(Dataset entries)
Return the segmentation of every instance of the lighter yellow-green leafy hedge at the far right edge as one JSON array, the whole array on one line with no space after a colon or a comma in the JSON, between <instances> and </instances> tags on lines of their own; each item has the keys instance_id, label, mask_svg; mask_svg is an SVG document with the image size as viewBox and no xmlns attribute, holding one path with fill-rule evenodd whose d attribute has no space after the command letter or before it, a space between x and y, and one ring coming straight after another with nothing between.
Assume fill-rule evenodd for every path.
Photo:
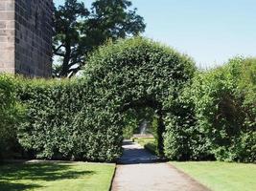
<instances>
[{"instance_id":1,"label":"lighter yellow-green leafy hedge at the far right edge","mask_svg":"<svg viewBox=\"0 0 256 191\"><path fill-rule=\"evenodd\" d=\"M256 160L256 113L251 107L256 100L255 69L255 60L235 58L195 79L192 89L199 87L194 89L197 125L206 134L216 159ZM248 73L254 79L246 78Z\"/></svg>"}]
</instances>

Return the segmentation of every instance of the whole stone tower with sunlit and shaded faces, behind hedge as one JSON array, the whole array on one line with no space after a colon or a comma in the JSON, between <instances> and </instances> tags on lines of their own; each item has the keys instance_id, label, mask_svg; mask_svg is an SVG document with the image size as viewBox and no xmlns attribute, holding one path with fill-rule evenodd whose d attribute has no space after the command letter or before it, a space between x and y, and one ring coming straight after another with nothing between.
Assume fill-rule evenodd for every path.
<instances>
[{"instance_id":1,"label":"whole stone tower with sunlit and shaded faces, behind hedge","mask_svg":"<svg viewBox=\"0 0 256 191\"><path fill-rule=\"evenodd\" d=\"M53 0L0 0L0 73L51 76Z\"/></svg>"}]
</instances>

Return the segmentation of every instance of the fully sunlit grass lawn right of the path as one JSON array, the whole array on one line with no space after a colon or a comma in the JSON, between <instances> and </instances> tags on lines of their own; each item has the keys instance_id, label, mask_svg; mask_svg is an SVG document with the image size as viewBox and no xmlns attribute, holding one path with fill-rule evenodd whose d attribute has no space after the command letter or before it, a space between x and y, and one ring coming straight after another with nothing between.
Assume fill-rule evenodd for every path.
<instances>
[{"instance_id":1,"label":"fully sunlit grass lawn right of the path","mask_svg":"<svg viewBox=\"0 0 256 191\"><path fill-rule=\"evenodd\" d=\"M256 190L256 164L220 161L171 162L215 191Z\"/></svg>"}]
</instances>

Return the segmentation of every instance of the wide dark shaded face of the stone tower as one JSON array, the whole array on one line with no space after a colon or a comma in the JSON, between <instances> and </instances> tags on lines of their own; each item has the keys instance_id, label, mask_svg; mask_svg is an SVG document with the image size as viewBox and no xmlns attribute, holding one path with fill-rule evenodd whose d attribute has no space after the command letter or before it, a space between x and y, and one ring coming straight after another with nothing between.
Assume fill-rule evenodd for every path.
<instances>
[{"instance_id":1,"label":"wide dark shaded face of the stone tower","mask_svg":"<svg viewBox=\"0 0 256 191\"><path fill-rule=\"evenodd\" d=\"M53 0L15 0L15 73L50 76Z\"/></svg>"}]
</instances>

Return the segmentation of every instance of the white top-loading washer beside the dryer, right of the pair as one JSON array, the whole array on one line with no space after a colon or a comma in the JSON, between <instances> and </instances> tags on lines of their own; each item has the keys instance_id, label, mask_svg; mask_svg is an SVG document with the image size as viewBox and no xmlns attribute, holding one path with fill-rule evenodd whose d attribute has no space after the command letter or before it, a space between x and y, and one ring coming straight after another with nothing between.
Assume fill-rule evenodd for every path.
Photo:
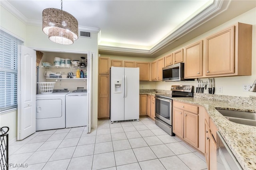
<instances>
[{"instance_id":1,"label":"white top-loading washer beside the dryer, right of the pair","mask_svg":"<svg viewBox=\"0 0 256 170\"><path fill-rule=\"evenodd\" d=\"M66 95L66 128L87 126L87 90L74 90Z\"/></svg>"}]
</instances>

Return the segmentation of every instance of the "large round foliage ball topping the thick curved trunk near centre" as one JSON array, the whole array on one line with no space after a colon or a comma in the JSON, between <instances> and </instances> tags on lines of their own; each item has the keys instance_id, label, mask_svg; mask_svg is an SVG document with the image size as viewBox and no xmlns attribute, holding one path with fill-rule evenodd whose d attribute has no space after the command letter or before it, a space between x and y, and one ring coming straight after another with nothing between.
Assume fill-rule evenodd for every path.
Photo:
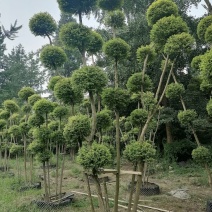
<instances>
[{"instance_id":1,"label":"large round foliage ball topping the thick curved trunk near centre","mask_svg":"<svg viewBox=\"0 0 212 212\"><path fill-rule=\"evenodd\" d=\"M98 66L84 66L74 71L72 83L84 92L99 93L107 84L107 76Z\"/></svg>"}]
</instances>

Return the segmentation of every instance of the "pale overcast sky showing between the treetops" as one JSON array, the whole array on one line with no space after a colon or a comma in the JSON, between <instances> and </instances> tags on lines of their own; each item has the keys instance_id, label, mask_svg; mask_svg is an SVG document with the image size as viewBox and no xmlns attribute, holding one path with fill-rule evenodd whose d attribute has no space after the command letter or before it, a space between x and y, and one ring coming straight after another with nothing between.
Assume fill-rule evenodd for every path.
<instances>
[{"instance_id":1,"label":"pale overcast sky showing between the treetops","mask_svg":"<svg viewBox=\"0 0 212 212\"><path fill-rule=\"evenodd\" d=\"M0 24L4 25L6 29L10 28L10 24L18 20L18 25L23 25L18 33L18 37L14 41L6 39L6 46L8 51L18 44L22 44L26 50L36 51L42 45L48 43L48 39L35 37L29 30L29 19L36 13L48 12L58 22L60 18L60 10L58 8L57 0L0 0ZM201 16L205 10L200 5L198 9L192 9L194 16ZM93 26L92 20L86 21L86 24ZM85 22L84 22L85 23Z\"/></svg>"}]
</instances>

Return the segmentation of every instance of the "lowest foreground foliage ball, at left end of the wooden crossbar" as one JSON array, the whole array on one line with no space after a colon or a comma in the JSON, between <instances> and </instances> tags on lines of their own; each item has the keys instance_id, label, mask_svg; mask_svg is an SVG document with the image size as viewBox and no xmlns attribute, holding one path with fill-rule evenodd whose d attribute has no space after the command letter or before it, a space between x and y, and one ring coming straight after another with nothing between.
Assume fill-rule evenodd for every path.
<instances>
[{"instance_id":1,"label":"lowest foreground foliage ball, at left end of the wooden crossbar","mask_svg":"<svg viewBox=\"0 0 212 212\"><path fill-rule=\"evenodd\" d=\"M90 147L83 146L79 150L77 159L85 170L98 174L101 168L111 162L112 156L108 147L94 142Z\"/></svg>"}]
</instances>

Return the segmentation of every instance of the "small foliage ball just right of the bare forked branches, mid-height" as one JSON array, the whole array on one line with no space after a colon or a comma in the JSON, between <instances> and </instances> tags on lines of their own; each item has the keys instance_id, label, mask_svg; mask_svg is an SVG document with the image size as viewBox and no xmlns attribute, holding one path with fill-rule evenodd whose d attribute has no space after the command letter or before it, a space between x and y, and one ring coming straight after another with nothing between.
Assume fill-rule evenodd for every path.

» Your objective: Please print the data above once more, exactly as it appears, with no pictures.

» Result:
Return the segmentation of every instance of the lighter yellow-green leafy hedge at the far right edge as one JSON array, the whole array on one line with no space after a colon or a comma in the JSON, between <instances> and </instances> tags on lines of their own; each item has the keys instance_id, label, mask_svg; mask_svg is an SVG document with the image size as viewBox and no xmlns attribute, holding one path with fill-rule evenodd whose d attribute has no space after the command letter or before it, a space between x and y, and one ring coming straight after another with nothing between.
Assume fill-rule evenodd for every path.
Photo:
<instances>
[{"instance_id":1,"label":"lighter yellow-green leafy hedge at the far right edge","mask_svg":"<svg viewBox=\"0 0 256 191\"><path fill-rule=\"evenodd\" d=\"M256 160L256 113L251 107L256 100L255 69L255 60L235 58L195 79L192 89L199 87L194 89L197 125L206 134L216 159ZM248 73L254 79L246 78Z\"/></svg>"}]
</instances>

Return the segmentation of every instance of the whole stone tower with sunlit and shaded faces, behind hedge as one JSON array, the whole array on one line with no space after a colon or a comma in the JSON, between <instances> and </instances> tags on lines of their own; each item has the keys instance_id, label, mask_svg; mask_svg is an SVG document with the image size as viewBox and no xmlns attribute, holding one path with fill-rule evenodd whose d attribute has no space after the command letter or before it, a space between x and y, and one ring coming straight after another with nothing between.
Assume fill-rule evenodd for every path.
<instances>
[{"instance_id":1,"label":"whole stone tower with sunlit and shaded faces, behind hedge","mask_svg":"<svg viewBox=\"0 0 256 191\"><path fill-rule=\"evenodd\" d=\"M53 0L0 0L0 73L51 76Z\"/></svg>"}]
</instances>

Return the segmentation of every instance of the fully sunlit grass lawn right of the path as one JSON array, the whole array on one line with no space after a colon or a comma in the JSON, between <instances> and </instances> tags on lines of their own; each item has the keys instance_id, label, mask_svg; mask_svg is an SVG document with the image size as viewBox and no xmlns attribute, holding one path with fill-rule evenodd whose d attribute has no space after the command letter or before it, a space between x and y, and one ring coming straight after another with nothing between.
Assume fill-rule evenodd for every path.
<instances>
[{"instance_id":1,"label":"fully sunlit grass lawn right of the path","mask_svg":"<svg viewBox=\"0 0 256 191\"><path fill-rule=\"evenodd\" d=\"M256 190L256 164L220 161L171 162L215 191Z\"/></svg>"}]
</instances>

Return the segmentation of every instance of the wide dark shaded face of the stone tower as one JSON array, the whole array on one line with no space after a colon or a comma in the JSON, between <instances> and </instances> tags on lines of their own; each item has the keys instance_id, label, mask_svg; mask_svg is an SVG document with the image size as viewBox and no xmlns attribute, holding one path with fill-rule evenodd whose d attribute has no space after the command letter or before it, a space between x and y, and one ring coming straight after another with nothing between.
Assume fill-rule evenodd for every path.
<instances>
[{"instance_id":1,"label":"wide dark shaded face of the stone tower","mask_svg":"<svg viewBox=\"0 0 256 191\"><path fill-rule=\"evenodd\" d=\"M53 0L15 0L15 73L50 76Z\"/></svg>"}]
</instances>

Return the segmentation of every instance of the white top-loading washer beside the dryer, right of the pair as one JSON array, the whole array on one line with no space after a colon or a comma in the JSON, between <instances> and </instances> tags on lines of their own; each item has the keys instance_id, label, mask_svg; mask_svg is an SVG document with the image size as viewBox and no xmlns attribute, holding one path with fill-rule evenodd whose d attribute has no space after the command letter or before it, a space between x and y, and one ring coming straight after another with nothing between.
Assume fill-rule evenodd for every path.
Photo:
<instances>
[{"instance_id":1,"label":"white top-loading washer beside the dryer, right of the pair","mask_svg":"<svg viewBox=\"0 0 256 170\"><path fill-rule=\"evenodd\" d=\"M66 95L66 128L87 126L87 90L74 90Z\"/></svg>"}]
</instances>

Return the segmentation of every instance of the "large round foliage ball topping the thick curved trunk near centre" as one JSON array, the whole array on one line with no space after a colon or a comma in the JSON, between <instances> and </instances> tags on lines of their own; each item has the keys instance_id, label, mask_svg; mask_svg is an SVG document with the image size as viewBox and no xmlns attribute, holding one path with fill-rule evenodd whose d attribute has no space after the command letter or before it, a space between x and y, and one ring coming straight after another with nothing between.
Assume fill-rule evenodd for every path.
Photo:
<instances>
[{"instance_id":1,"label":"large round foliage ball topping the thick curved trunk near centre","mask_svg":"<svg viewBox=\"0 0 212 212\"><path fill-rule=\"evenodd\" d=\"M98 66L84 66L74 71L72 83L84 92L99 93L107 84L107 76Z\"/></svg>"}]
</instances>

Return the segmentation of every instance of the "pale overcast sky showing between the treetops" as one JSON array, the whole array on one line with no space after a colon or a comma in the JSON, between <instances> and </instances> tags on lines of their own; each item has the keys instance_id, label, mask_svg; mask_svg is an SVG document with the image size as viewBox and no xmlns attribute, holding one path with fill-rule evenodd whose d attribute has no space after the command letter or before it, a space between x and y, and one ring coming straight after another with nothing between.
Assume fill-rule evenodd for every path.
<instances>
[{"instance_id":1,"label":"pale overcast sky showing between the treetops","mask_svg":"<svg viewBox=\"0 0 212 212\"><path fill-rule=\"evenodd\" d=\"M0 24L4 25L6 29L10 28L10 24L18 20L18 25L23 25L18 33L18 37L14 41L6 39L6 46L8 51L18 44L22 44L26 50L36 51L42 45L48 43L48 39L35 37L29 30L29 19L36 13L48 12L58 22L60 18L60 10L58 8L57 0L0 0ZM201 16L205 10L200 5L198 9L192 9L194 16ZM93 26L92 20L86 21L86 24ZM85 22L84 22L85 23Z\"/></svg>"}]
</instances>

Return the segmentation of every instance of the "lowest foreground foliage ball, at left end of the wooden crossbar" as one JSON array, the whole array on one line with no space after a colon or a comma in the JSON, between <instances> and </instances> tags on lines of their own; each item has the keys instance_id, label, mask_svg; mask_svg is an SVG document with the image size as viewBox and no xmlns attribute, holding one path with fill-rule evenodd whose d attribute has no space after the command letter or before it, a space between x and y, and one ring coming straight after another with nothing between.
Assume fill-rule evenodd for every path.
<instances>
[{"instance_id":1,"label":"lowest foreground foliage ball, at left end of the wooden crossbar","mask_svg":"<svg viewBox=\"0 0 212 212\"><path fill-rule=\"evenodd\" d=\"M90 147L83 146L79 150L77 159L85 170L98 174L101 168L111 162L112 156L108 147L94 142Z\"/></svg>"}]
</instances>

Return the segmentation of every instance of the "small foliage ball just right of the bare forked branches, mid-height" as one JSON array, the whole array on one line with no space after a colon or a comma in the JSON, between <instances> and </instances> tags on lines of their own; each item has the keys instance_id, label, mask_svg; mask_svg is an SVG document with the image size as viewBox and no xmlns attribute, holding one path with fill-rule evenodd whose d attribute has no space after the command letter or before it, a space between x and y, and one ring coming straight after another with nothing between.
Assume fill-rule evenodd for every path.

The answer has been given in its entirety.